Begin Given records

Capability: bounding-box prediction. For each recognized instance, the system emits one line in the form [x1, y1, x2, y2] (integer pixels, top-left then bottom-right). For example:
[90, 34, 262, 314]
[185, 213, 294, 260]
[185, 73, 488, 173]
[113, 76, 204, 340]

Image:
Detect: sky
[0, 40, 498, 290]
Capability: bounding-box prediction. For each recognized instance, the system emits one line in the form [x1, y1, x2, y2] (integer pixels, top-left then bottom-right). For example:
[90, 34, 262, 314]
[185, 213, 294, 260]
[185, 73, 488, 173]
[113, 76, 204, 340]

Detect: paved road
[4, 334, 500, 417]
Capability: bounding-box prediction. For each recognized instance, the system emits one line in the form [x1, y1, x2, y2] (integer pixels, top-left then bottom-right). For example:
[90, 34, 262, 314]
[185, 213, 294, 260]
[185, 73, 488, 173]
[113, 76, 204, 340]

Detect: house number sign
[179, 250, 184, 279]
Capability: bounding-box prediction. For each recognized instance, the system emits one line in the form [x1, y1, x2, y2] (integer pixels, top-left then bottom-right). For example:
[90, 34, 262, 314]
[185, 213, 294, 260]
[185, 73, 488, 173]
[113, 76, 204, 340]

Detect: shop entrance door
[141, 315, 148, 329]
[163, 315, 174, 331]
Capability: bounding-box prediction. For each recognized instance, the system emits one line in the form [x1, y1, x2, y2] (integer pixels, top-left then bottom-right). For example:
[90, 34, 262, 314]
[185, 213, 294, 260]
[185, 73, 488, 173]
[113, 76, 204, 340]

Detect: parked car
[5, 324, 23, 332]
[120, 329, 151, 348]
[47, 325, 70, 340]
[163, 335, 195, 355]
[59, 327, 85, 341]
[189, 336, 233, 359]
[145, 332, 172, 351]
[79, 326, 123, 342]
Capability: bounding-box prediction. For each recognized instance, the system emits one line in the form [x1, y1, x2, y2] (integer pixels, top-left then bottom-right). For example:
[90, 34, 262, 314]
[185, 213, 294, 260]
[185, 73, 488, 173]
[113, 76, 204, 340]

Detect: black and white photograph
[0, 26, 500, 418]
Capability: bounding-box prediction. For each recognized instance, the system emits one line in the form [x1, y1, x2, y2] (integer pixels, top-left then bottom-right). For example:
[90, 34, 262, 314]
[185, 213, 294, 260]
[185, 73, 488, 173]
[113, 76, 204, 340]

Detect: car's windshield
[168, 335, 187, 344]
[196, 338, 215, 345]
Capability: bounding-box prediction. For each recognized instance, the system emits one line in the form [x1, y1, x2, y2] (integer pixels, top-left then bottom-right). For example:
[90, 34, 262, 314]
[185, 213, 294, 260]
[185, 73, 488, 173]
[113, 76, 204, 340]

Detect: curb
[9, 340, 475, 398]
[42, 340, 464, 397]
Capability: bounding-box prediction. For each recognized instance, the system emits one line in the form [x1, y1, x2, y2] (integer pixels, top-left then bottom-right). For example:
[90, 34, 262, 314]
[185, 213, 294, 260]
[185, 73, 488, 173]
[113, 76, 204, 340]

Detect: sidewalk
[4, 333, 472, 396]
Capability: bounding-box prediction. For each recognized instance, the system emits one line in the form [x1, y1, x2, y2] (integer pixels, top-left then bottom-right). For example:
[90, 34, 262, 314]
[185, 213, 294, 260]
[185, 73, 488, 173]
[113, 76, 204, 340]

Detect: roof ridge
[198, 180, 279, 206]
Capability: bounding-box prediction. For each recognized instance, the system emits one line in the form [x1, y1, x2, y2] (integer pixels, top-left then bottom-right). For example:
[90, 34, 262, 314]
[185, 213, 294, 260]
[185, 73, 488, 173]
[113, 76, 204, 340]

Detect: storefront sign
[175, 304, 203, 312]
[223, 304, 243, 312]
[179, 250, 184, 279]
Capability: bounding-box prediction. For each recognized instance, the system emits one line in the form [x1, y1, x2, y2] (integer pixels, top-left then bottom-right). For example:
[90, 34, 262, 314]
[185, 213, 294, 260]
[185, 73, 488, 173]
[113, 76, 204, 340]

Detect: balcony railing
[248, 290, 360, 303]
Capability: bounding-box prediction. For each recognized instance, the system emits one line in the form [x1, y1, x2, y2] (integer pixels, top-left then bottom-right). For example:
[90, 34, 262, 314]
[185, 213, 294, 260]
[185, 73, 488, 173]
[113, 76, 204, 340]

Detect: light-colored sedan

End Given records

## What is asked:
Reproduce everything from the beginning of the material above down to and including the line containing "[4, 334, 500, 417]", without any changes.

## Answer to this task:
Capability: bounding-box prediction. For each recognized instance, the system emits one line in the form [x1, y1, x2, y2] (integer pixels, top-left then bottom-right). For example:
[90, 34, 262, 314]
[185, 213, 294, 260]
[185, 73, 488, 173]
[113, 76, 204, 340]

Image:
Detect: sky
[0, 40, 498, 290]
Capability: bounding-box prediction. For each recognized instance, the system emits one line in the form [x1, y1, x2, y2] (integer pixels, top-left then bottom-right). For example:
[90, 34, 262, 314]
[185, 213, 294, 260]
[185, 73, 488, 173]
[113, 76, 204, 340]

Detect: paved road
[4, 334, 500, 417]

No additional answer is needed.